*Document section*:
┌──

Greyrootszerohoots · 29/07/2021 20:34

There was a LOT, but the day he came in the bathroom and took a shit while I was in the bath was the final straw (and it was actually less grim than some of his other behaviour!)

PresidentJoey · 29/07/2021 20:42

I had an ex who 'didnae like meat or vegetables’ Confused WTF did he eat then? I found out when I went to his house and saw empty cans of ravioli in the kitchen with the fork still in place 😲 He was weird with food and weird with sex.

Newmummy39 · 29/07/2021 20:51

I am literally trying to hold in laughing at so many of these posts (my baby is asleep and don't want to wake him), but my gosh I'm dying here!!

PandemicAtTheDisco · 29/07/2021 20:55

This was cathartic until I accidently deleted my post.

My ex was 'in a band'. He was extra confident with little talent. He would monopolise the karaoke as he loved the attention. Countless times people complained to me about him - I was so ashamed to admit he was my partner.

He was also good looking but very vain. Constantly posing for selfies or admiring himself in the mirror, pulling faces or practising his stances. If he'd have put the same amount into practised his singing then he'd have been great.

└──

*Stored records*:
┌──

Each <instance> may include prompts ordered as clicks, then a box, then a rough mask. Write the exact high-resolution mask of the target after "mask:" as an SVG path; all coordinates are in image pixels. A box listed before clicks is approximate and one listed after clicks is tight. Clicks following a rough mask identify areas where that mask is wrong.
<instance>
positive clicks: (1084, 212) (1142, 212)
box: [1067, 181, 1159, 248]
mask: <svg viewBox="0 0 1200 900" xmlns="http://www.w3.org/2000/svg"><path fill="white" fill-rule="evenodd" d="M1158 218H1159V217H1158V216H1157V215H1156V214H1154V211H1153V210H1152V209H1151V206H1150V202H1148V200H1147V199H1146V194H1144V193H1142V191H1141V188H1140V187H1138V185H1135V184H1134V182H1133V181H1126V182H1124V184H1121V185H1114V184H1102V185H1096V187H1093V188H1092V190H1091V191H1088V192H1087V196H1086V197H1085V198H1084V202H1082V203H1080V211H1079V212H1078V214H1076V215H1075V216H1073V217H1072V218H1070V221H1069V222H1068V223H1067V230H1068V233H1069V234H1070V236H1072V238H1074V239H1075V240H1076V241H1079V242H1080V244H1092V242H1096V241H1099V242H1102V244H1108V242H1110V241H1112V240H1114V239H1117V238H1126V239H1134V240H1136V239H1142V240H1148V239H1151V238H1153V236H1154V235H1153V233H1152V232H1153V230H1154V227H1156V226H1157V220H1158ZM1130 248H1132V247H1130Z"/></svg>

└──

*Tasks to perform*:
A - Can you condense the paragraph in the forum thread about exes that begins "My ex was 'in a band'" into a short bulleted list that keeps its main facts?
B - Could you write the next part of the forum thread about exes, starting after its final sentence?
The stored entries play no part in what you need to do.

*Answers to this exercise*:
A -
- The ex said he was "in a band."
- He was very confident but had little talent.
- He hogged the karaoke because he loved the attention.
- People complained to the writer about him many times.
- The writer was ashamed to admit he was their partner.

B -
He was so arrogantly confident and acted as if he knew everything. He doesn't realise he is talking crap and many people pick up on it and are embarrassed on his behalf.

Durbeyfield · 29/07/2021 20:58

God these are AWFUL.
Sadly I’ve got so many I hardly know where to start.
I particularly hate any kind of ‘babyish’ behaviour in men (which they think is cute) so that’s always a cue to kick them into touch.

Purplealienpuke · 29/07/2021 21:03

The constant drinking cans of cider. I would be woken in the night to him opening another can 🤮
I managed to get him stop smoking in bed. That was awful.
He was a soap dodger too. Next to no teeth.
Wtf was I think??
Thank fuck we didn't have any kids. Oh yeah, we'd have had to have sex for that.....

Beckhamsmetatarsal · 29/07/2021 21:05

He would shower and put the same boxers back on.

Myusernameisnotmyusernameno · 29/07/2021 21:06

He used to fart in my face and laugh.
He let his dog lick the plate.

Ohshittt · 29/07/2021 21:09

Another one that never brushed his teeth 🤢 thought a swig of mouthwash would do the job. IT DID FUCKING NOT! Couldn't keep a job, had a serious weed addiction, barely changed his clothes. I left him for 5 days once (before I left for good) returned to the house to find he hadn't washed any dishes while I had been away, including the cat food bowl which now had maggots in as it was during a very hot summer. The smell was foul! Honestly don't know why I went back to him then!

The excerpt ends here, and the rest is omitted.